Directive » Reproduce each of the records below word for word, leaving out the pictures.

* begin Exercise input *

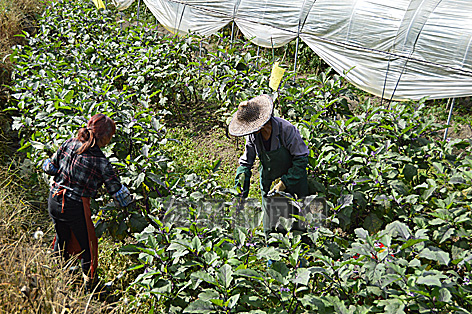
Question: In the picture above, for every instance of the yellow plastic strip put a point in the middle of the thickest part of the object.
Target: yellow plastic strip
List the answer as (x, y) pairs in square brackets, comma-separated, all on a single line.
[(276, 76)]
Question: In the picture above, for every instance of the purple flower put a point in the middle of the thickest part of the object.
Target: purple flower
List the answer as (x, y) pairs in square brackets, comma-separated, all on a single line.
[(467, 281)]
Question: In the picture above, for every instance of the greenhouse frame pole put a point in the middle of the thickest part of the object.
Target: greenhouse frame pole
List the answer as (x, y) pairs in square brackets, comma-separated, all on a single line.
[(449, 118), (296, 59), (232, 33), (138, 11)]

* end Exercise input *

Solution to the problem »
Question: In the picture above, for every instance of the yellow plastic strip put a point in the middle of the thickest part of the object.
Target: yellow plastic strip
List the answer as (x, y) pairs in square brackets, comma-separated, all on a single line.
[(276, 76)]
Question: In the picture above, for every instance of the purple flower put a point in the middle of the thickest part of the object.
Target: purple flower
List the answer as (x, y) pairs in square brackets, comma-separated, all on a single line.
[(467, 281)]
Question: In the picture above, for every instance of the greenhouse frame pole put a point in the middle of the thickest part of the object.
Target: greenhouse frame pole
List the answer as (x, y) pairs in square brackets, comma-separated, all on a single line.
[(449, 118), (296, 59), (232, 33), (138, 11)]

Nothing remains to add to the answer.